* Directions
(1) Decide whether each statement agrees with the article on the anti-bribery law. Answer yes or no for each, and quote the exact words that settle it.
(a) The Foreign Corrupt Practices Act dates from 1977.
(b) Fines under the law have stayed below £1 billion.
(c) The UK passed the Bribery Act 2007.
(2) In the article on the anti-bribery law, who has the president given the job of developing guidelines?
(3) Copy word for word the stretch of the article on the anti-bribery law from "Amid Donald Trump's" through "Bribery Act 2007.".

* Page text
ARTICLE
3 March 2025

Trump's Ditching Of Anti-Bribery Law Risks Erosion Of Global Trust

The president's fear that American companies are being harmed will become a self-fulfilling prophecy if the US decides not to enforce, let alone follow, the rules
United States Criminal Law

The president's fear that American companies are being harmed will become a self-fulfilling prophecy if the US decides not to enforce, let alone follow, the rules

Amid Donald Trump's blizzard of executive orders, the US president's decision this month to suspend enforcement of the country's Foreign Corrupt Practices Act 1977 may not have been the most startling — but its impact on international co-operation against bribery and corruption may be profound.

The legislation prohibits US companies — and foreign companies that are listed in the US or interact with US markets and customers — from bribing foreign officials, or participating in other corrupt conduct. Washington's Department of Justice has used the law aggressively to tackle overseas corruption, with prosecutions aimed at Goldman Sachs, Ericsson, Glencore, BAE Systems and Halliburton. Fines have been in excess of £1 billion.

For years the US berated other countries for not having strong enough anti-bribery laws, and effectively bullied the UK to enact the Bribery Act 2007.

However, Trump has decided that US companies are "harmed" by over-enforcement under the act because "they are prohibited from engaging in practices common among international competitors, creating an uneven playing field".

This is a national security issue for Trump because he views the legislation as hindering US companies from "gaining strategic business advantages whether in critical minerals, deep-water ports, or other key infrastructure or assets". The president has tasked his attorney-general with developing guidelines that "prioritise American interests [and] American economic competitiveness with respect to other nations."

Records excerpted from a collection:
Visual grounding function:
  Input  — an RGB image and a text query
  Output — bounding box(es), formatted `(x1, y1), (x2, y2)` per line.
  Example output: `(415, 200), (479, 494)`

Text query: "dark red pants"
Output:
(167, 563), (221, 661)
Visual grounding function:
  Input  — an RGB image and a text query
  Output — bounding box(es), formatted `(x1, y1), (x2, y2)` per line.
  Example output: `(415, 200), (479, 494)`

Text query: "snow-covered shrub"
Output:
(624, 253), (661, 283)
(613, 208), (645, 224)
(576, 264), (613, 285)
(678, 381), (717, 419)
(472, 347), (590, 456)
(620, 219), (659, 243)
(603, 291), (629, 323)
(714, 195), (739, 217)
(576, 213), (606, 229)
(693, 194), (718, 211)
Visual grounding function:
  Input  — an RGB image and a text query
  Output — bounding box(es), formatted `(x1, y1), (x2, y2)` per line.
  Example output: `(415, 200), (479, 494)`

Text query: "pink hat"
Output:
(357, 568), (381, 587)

--

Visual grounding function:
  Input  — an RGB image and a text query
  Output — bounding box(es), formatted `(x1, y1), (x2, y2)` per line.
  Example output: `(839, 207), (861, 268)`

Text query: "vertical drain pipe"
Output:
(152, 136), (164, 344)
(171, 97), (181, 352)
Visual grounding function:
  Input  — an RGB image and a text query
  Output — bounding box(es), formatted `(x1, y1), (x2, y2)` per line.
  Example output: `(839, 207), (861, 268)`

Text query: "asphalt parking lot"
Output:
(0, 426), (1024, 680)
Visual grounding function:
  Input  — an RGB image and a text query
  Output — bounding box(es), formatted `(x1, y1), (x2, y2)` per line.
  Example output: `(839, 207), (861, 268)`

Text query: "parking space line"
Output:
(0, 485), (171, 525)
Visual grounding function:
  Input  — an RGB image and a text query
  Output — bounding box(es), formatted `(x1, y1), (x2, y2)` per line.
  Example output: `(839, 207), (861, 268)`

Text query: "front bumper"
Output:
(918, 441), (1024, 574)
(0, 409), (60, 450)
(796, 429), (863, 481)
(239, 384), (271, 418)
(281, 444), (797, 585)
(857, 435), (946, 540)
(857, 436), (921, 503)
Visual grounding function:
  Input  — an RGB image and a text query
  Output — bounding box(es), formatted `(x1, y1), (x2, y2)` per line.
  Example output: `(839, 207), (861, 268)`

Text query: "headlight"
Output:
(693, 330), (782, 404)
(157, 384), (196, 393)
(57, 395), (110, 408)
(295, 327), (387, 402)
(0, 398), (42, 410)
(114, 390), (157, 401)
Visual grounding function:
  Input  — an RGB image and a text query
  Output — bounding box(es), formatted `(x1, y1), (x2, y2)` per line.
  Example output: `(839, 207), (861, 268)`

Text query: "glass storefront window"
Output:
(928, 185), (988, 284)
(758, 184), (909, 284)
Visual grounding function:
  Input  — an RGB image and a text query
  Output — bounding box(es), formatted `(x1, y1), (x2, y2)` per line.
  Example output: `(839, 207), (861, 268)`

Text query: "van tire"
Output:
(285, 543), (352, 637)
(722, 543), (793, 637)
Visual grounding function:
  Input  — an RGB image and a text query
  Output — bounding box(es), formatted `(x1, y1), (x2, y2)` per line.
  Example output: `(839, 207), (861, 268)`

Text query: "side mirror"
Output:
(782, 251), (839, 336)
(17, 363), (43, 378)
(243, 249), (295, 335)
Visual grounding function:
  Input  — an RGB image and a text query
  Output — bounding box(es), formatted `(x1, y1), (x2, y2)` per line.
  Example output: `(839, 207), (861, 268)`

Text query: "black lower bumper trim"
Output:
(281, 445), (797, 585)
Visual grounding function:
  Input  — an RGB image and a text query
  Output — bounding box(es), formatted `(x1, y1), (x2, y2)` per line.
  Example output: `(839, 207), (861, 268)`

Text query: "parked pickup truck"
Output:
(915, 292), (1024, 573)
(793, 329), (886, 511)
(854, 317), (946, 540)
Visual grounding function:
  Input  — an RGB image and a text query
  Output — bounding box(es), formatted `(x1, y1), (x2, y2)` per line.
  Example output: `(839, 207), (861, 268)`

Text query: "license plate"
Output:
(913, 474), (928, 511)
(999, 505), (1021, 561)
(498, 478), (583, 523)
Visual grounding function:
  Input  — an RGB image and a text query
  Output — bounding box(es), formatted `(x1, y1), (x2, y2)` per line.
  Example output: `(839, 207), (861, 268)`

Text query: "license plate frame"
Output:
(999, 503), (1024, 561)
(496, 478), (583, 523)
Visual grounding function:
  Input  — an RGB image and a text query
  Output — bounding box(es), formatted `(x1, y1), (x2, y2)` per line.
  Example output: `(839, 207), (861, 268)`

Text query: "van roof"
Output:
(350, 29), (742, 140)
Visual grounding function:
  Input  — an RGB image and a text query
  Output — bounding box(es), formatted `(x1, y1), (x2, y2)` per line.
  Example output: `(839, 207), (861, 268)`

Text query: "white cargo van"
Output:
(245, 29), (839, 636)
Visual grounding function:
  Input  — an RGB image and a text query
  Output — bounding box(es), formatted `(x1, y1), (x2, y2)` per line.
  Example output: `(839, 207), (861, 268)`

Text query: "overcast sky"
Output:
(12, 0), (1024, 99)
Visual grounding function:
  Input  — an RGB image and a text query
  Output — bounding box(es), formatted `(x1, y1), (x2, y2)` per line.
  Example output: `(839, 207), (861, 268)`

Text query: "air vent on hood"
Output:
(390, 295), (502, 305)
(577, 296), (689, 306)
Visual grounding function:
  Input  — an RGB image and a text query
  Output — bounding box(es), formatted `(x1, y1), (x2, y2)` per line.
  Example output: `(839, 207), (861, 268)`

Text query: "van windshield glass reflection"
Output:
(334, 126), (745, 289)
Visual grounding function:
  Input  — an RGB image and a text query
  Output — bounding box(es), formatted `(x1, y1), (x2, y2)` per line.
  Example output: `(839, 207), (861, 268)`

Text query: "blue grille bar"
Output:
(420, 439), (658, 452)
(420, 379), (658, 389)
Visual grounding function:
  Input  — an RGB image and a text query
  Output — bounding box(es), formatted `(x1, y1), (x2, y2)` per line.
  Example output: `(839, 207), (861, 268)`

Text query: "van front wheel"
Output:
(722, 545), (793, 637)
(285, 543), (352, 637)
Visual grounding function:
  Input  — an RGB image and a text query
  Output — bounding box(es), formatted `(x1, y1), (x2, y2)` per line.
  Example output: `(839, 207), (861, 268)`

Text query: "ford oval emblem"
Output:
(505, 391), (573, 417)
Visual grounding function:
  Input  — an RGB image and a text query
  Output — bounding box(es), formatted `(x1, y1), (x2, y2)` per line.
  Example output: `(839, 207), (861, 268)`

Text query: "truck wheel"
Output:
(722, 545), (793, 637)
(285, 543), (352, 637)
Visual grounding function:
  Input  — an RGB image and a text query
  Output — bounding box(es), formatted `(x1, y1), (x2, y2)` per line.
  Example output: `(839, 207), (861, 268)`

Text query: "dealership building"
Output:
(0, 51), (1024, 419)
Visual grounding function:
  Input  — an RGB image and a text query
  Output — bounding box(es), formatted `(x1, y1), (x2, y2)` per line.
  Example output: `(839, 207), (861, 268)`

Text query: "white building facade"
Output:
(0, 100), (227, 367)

* Results of the exercise
(1)
(a) Yes: "the country's Foreign Corrupt Practices Act 1977"
(b) No: "Fines have been in excess of £1 billion."
(c) Yes: "effectively bullied the UK to enact the Bribery Act 2007"

(2) His attorney-general.

(3)
Amid Donald Trump's blizzard of executive orders, the US president's decision this month to suspend enforcement of the country's Foreign Corrupt Practices Act 1977 may not have been the most startling — but its impact on international co-operation against bribery and corruption may be profound.

The legislation prohibits US companies — and foreign companies that are listed in the US or interact with US markets and customers — from bribing foreign officials, or participating in other corrupt conduct. Washington's Department of Justice has used the law aggressively to tackle overseas corruption, with prosecutions aimed at Goldman Sachs, Ericsson, Glencore, BAE Systems and Halliburton. Fines have been in excess of £1 billion.

For years the US berated other countries for not having strong enough anti-bribery laws, and effectively bullied the UK to enact the Bribery Act 2007.